**Task description**
From the first line to the last, print the data exactly.

[Records from a collection]
══════

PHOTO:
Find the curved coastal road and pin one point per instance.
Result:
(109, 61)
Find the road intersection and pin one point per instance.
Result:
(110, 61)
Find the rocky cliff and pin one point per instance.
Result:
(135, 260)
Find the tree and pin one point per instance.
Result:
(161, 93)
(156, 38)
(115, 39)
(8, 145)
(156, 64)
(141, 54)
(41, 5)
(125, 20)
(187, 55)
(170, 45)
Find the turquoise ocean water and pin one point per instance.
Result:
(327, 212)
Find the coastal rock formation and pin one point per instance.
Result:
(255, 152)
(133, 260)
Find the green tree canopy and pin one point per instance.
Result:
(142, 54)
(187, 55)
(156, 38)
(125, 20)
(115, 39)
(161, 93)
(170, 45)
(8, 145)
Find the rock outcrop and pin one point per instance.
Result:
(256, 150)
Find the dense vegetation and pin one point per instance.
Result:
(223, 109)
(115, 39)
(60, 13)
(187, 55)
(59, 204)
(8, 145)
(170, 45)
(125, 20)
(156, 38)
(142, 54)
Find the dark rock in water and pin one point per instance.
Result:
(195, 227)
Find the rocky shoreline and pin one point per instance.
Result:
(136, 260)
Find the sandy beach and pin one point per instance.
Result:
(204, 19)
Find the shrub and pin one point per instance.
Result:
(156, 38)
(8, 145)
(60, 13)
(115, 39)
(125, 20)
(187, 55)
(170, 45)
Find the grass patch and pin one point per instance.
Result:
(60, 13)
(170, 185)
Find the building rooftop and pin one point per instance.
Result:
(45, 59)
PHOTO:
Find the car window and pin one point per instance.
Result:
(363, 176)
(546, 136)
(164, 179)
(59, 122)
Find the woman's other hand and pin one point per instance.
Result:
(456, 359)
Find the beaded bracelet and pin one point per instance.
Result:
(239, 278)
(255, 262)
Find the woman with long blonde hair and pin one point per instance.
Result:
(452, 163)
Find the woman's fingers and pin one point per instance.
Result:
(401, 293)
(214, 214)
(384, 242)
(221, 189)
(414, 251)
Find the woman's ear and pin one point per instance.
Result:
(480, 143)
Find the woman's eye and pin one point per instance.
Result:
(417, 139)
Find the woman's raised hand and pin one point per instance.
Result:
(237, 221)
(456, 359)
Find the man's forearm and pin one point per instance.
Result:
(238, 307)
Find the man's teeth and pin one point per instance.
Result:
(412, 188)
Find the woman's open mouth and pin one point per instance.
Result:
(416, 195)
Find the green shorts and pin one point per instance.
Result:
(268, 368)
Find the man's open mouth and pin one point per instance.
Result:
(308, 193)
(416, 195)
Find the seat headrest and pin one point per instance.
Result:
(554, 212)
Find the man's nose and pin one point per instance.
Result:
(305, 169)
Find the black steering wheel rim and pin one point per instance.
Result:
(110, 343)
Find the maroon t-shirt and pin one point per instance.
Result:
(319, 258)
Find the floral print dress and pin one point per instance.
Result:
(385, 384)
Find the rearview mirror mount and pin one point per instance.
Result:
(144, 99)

══════

**Written response**
PHOTO:
Find the curved coastal road and pin one point per instance.
Result:
(109, 61)
Find the road intersection and pin one point per instance.
Result:
(110, 61)
Find the rocky cliff and pin one point per instance.
Result:
(135, 260)
Find the tree and pin one point per instance.
Result:
(161, 93)
(156, 38)
(115, 39)
(8, 145)
(156, 64)
(141, 54)
(41, 5)
(125, 20)
(187, 55)
(170, 45)
Find the turquoise ocean water and pin one point per instance.
Result:
(327, 212)
Find the coastal rock formation and pin one point per instance.
Result:
(255, 152)
(133, 260)
Find the green tree canopy and pin one point per instance.
Result:
(142, 54)
(187, 55)
(156, 38)
(125, 20)
(115, 39)
(161, 93)
(170, 45)
(8, 145)
Find the rock outcrop and pin one point per instance.
Result:
(256, 150)
Find the dense vegetation and pin one point per instance.
Result:
(223, 109)
(115, 39)
(60, 13)
(187, 55)
(59, 204)
(8, 145)
(170, 45)
(125, 20)
(156, 38)
(142, 54)
Find the dark rock in water and pin one point per instance.
Result:
(195, 227)
Find the rocky shoreline and pin one point per instance.
Result:
(136, 260)
Find the sandy beach and pin one point per instance.
Result:
(204, 19)
Find the shrub and pin one point per instance.
Result:
(156, 38)
(8, 145)
(60, 13)
(115, 39)
(125, 20)
(187, 55)
(170, 45)
Find the grass patch and pin one point per instance.
Result:
(60, 13)
(170, 185)
Find the building rooftop and pin one point per instance.
Result:
(45, 59)
PHOTO:
Find the car window and pin one point per instance.
Result:
(363, 176)
(546, 136)
(164, 179)
(59, 122)
Find the woman's other hand and pin one point per instance.
Result:
(456, 359)
Find the beaded bracelet and pin one point per instance.
Result:
(239, 278)
(255, 262)
Find the woman with long blonde hair and pin one point per instance.
Result:
(452, 163)
Find the woman's fingers and pin one point per instance.
Result:
(401, 293)
(214, 214)
(384, 242)
(221, 189)
(414, 251)
Find the woman's ear and pin one point per instance.
Result:
(480, 143)
Find the woman's eye and pin one point per instance.
Result:
(417, 139)
Find the woman's raised hand and pin one point per instance.
Result:
(237, 221)
(456, 359)
Find the man's forearm and pin one point per instance.
Result:
(238, 307)
Find the man's teeth and pin one point per instance.
Result:
(412, 188)
Find the woman's open mouth and pin one point per instance.
Result:
(416, 195)
Find the green shorts and pin one point per instance.
Result:
(268, 368)
Find the man's open mouth and pin one point per instance.
Result:
(308, 193)
(416, 195)
Find the seat headrest and pin one point per instance.
Result:
(554, 212)
Find the man's nose and pin one point per instance.
Result:
(305, 169)
Find the black steering wheel rim and pin one point per instance.
Result:
(110, 343)
Find the maroon t-shirt and pin one point per instance.
Result:
(319, 258)
Find the floral print dress and pin one point per instance.
Result:
(385, 384)
Find the rearview mirror mount and pin one point per instance.
Result:
(144, 99)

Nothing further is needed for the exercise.